#### [DOCUMENT TEXT]
»»

Keir Starmer has put Labour’s pledge to abolish university tuition fees under review in a move that underlined the UK opposition party’s newfound commitment to fiscal discipline.
The Labour leader refused to say on Thursday whether he would keep a commitment by his hard-left predecessor Jeremy Corbyn from the 2019 general election to abolish tuition fees, at a cost of £9.5bn a year.
Starmer’s stance highlighted how he is seeking to draw a line under the Corbyn era through centre-left policies and a commitment to sound public finances.
Labour is about 20 percentage points ahead of the Conservatives in opinion polls, with a general election due within the next two years.
Starmer had promised to stick by the Labour pledge to abolish tuition fees during the 2020 party leadership contest, saying at the time he would “stand by the commitment to end the national scandal of spiralling student debt”.
But on Thursday he refused to say whether he would keep that promise at the next election given Labour’s commitment to “cost everything” that goes into the party’s next election manifesto.
“University tuition fees are not working well, they burden young people going forward,” said Starmer. “Obviously we have got a number of propositions in relation to those fees that we will put forward as we go into the election.
“But I have to be honest about it, the damage that has been done to our economy means that . . . we will cost everything as we go into that election and we will do that with discipline.”
Starmer’s comments came after a new year speech in which he emphasised that a Labour government would not use a “big government cheque book” to solve Britain’s problems, including stretched public services.
“We won’t be able to spend our way out of their mess,” he said. “It’s not as simple as that.”
Meanwhile, he promised to prioritise legislation known as a “take back control bill” in the first year of a Labour government, to devolve power away from Westminster to elected mayors and local councils in England.

««

#### [DATA LINES]

»»

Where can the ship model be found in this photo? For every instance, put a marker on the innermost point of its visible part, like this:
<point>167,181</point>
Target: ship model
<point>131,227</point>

««

#### [STATED EXERCISE]
Retype the article above on Keir Starmer and Labour's tuition fee pledge word for word, from its first sentence to its last.

#### [ANSWER TO THE PROBLEM]
Keir Starmer has put Labour’s pledge to abolish university tuition fees under review in a move that underlined the UK opposition party’s newfound commitment to fiscal discipline.
The Labour leader refused to say on Thursday whether he would keep a commitment by his hard-left predecessor Jeremy Corbyn from the 2019 general election to abolish tuition fees, at a cost of £9.5bn a year.
Starmer’s stance highlighted how he is seeking to draw a line under the Corbyn era through centre-left policies and a commitment to sound public finances.
Labour is about 20 percentage points ahead of the Conservatives in opinion polls, with a general election due within the next two years.
Starmer had promised to stick by the Labour pledge to abolish tuition fees during the 2020 party leadership contest, saying at the time he would “stand by the commitment to end the national scandal of spiralling student debt”.
But on Thursday he refused to say whether he would keep that promise at the next election given Labour’s commitment to “cost everything” that goes into the party’s next election manifesto.
“University tuition fees are not working well, they burden young people going forward,” said Starmer. “Obviously we have got a number of propositions in relation to those fees that we will put forward as we go into the election.
“But I have to be honest about it, the damage that has been done to our economy means that . . . we will cost everything as we go into that election and we will do that with discipline.”
Starmer’s comments came after a new year speech in which he emphasised that a Labour government would not use a “big government cheque book” to solve Britain’s problems, including stretched public services.
“We won’t be able to spend our way out of their mess,” he said. “It’s not as simple as that.”
Meanwhile, he promised to prioritise legislation known as a “take back control bill” in the first year of a Labour government, to devolve power away from Westminster to elected mayors and local councils in England.